[AIM OF THE TASK]
Which lines in the records below hold the word "cadillac"? Copy each of them.

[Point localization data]
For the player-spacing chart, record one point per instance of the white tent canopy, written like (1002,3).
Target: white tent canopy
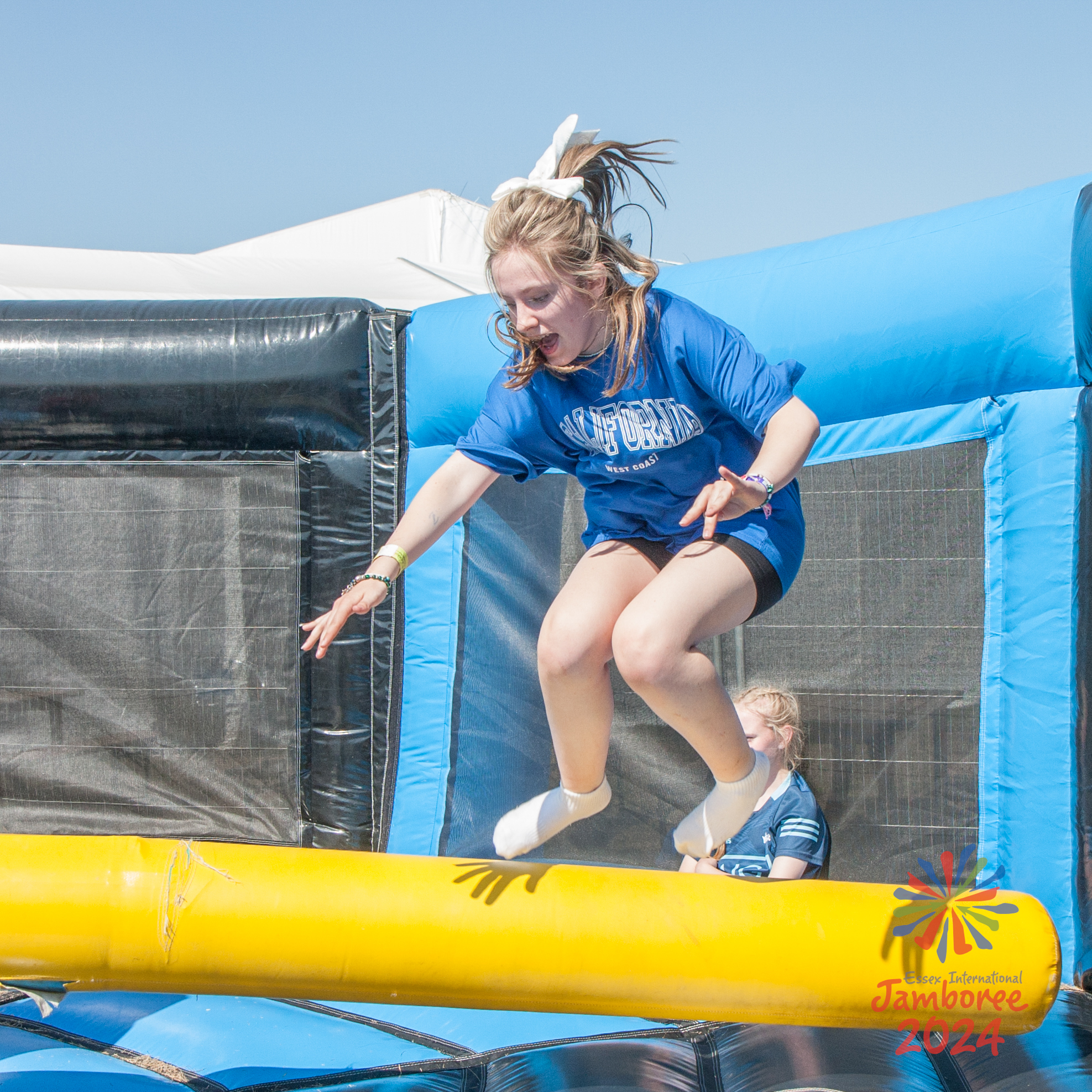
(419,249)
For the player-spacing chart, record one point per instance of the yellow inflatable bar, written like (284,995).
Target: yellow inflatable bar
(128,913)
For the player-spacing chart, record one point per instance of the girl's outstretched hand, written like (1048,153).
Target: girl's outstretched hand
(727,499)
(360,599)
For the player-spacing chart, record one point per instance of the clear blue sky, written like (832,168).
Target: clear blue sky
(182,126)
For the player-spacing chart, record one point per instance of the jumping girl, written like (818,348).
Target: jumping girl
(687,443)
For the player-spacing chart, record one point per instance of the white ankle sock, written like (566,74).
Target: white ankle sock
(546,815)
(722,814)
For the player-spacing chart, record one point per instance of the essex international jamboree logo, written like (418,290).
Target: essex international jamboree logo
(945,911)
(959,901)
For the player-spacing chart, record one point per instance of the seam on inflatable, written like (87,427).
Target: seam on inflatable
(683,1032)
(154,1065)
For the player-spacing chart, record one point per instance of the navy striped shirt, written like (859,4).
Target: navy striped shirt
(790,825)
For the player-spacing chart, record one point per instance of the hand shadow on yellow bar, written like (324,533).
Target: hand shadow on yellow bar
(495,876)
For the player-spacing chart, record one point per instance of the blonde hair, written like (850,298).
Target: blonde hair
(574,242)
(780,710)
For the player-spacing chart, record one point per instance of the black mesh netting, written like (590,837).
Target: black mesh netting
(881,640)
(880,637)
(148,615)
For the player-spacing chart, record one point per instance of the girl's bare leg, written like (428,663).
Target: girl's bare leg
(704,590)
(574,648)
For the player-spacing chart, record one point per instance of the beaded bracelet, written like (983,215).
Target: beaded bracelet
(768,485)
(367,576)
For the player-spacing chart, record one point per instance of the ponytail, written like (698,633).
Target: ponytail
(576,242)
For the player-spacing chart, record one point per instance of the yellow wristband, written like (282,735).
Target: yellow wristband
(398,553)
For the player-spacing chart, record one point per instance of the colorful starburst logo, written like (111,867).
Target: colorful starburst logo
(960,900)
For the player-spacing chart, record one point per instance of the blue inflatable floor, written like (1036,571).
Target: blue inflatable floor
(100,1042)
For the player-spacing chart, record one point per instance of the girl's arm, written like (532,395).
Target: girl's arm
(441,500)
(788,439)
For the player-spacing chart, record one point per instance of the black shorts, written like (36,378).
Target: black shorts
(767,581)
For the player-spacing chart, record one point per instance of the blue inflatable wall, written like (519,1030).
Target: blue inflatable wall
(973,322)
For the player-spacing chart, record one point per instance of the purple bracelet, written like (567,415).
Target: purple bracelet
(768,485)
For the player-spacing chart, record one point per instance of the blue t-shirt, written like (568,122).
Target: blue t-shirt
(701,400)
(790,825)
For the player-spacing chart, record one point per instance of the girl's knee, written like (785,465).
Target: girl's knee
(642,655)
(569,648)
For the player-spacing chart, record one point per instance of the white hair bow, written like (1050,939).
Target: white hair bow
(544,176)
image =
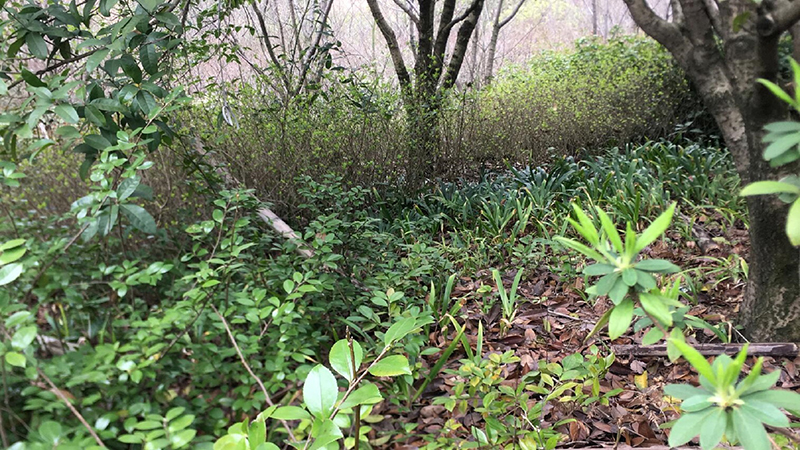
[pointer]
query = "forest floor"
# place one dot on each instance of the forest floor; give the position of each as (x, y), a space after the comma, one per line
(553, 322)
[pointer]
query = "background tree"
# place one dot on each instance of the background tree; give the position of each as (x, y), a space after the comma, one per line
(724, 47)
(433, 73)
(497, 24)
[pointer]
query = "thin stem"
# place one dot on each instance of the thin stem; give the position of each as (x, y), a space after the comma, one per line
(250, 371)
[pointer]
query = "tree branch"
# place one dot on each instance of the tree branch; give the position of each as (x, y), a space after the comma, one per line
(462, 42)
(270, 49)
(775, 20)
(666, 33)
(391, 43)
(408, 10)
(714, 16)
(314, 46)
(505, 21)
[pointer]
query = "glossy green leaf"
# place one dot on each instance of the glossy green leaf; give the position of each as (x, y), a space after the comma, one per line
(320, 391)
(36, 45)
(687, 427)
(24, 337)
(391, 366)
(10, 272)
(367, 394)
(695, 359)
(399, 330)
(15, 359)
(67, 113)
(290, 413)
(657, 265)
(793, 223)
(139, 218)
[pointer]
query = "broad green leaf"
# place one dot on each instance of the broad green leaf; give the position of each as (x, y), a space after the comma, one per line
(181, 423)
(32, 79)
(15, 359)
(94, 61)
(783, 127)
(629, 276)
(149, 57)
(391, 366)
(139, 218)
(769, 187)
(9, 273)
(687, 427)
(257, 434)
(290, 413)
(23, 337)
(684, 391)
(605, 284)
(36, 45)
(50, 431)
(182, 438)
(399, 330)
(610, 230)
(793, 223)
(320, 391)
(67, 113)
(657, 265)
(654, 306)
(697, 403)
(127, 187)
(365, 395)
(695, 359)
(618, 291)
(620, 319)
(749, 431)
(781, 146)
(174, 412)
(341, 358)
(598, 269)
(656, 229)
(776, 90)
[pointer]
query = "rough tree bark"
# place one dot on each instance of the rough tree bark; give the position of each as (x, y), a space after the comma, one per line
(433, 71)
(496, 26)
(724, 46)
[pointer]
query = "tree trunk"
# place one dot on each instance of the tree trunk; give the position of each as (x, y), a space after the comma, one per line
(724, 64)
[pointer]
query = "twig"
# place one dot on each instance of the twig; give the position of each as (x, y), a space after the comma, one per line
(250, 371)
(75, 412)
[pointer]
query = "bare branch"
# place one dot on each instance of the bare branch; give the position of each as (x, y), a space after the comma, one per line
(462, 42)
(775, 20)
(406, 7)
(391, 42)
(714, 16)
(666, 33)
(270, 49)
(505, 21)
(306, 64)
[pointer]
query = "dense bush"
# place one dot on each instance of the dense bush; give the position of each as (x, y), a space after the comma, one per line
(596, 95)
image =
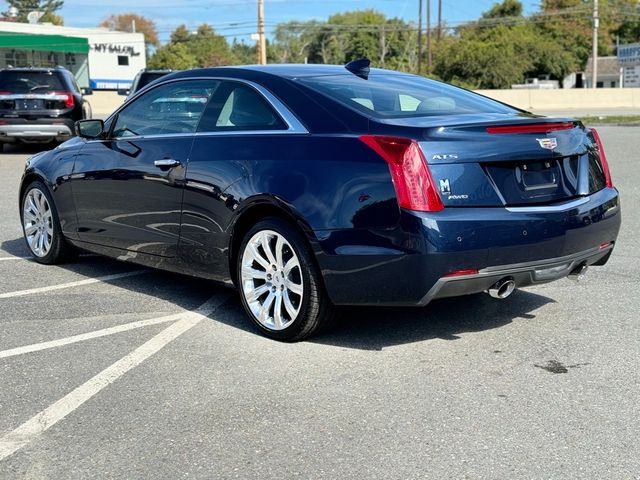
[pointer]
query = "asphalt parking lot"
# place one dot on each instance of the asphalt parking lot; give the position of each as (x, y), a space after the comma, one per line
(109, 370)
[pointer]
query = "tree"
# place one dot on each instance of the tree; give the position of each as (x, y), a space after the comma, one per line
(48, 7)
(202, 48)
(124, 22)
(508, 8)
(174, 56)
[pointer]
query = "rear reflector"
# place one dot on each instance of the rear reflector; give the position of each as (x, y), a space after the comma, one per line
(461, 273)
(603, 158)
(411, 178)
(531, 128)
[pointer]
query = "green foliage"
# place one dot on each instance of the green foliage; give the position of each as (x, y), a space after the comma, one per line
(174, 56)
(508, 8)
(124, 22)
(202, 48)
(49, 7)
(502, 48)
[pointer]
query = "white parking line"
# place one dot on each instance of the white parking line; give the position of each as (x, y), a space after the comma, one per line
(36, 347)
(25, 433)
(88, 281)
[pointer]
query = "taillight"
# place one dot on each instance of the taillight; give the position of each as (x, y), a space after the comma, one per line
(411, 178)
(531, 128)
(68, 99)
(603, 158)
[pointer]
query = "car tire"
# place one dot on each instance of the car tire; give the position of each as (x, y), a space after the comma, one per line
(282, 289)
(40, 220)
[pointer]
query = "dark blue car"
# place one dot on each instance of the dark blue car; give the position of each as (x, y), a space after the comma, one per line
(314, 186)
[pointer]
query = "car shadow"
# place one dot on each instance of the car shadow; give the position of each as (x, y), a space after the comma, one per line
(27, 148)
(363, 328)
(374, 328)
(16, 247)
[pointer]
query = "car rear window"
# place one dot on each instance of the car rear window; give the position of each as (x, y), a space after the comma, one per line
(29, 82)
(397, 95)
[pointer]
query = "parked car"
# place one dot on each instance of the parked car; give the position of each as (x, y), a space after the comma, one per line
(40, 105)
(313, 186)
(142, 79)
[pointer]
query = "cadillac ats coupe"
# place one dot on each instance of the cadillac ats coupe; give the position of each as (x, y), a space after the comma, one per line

[TASK SOLUTION]
query = "cadillac ats coupe"
# place one dot on each instance of the cadillac ats coupe; give the position of each as (x, y), a space after the comma, one per line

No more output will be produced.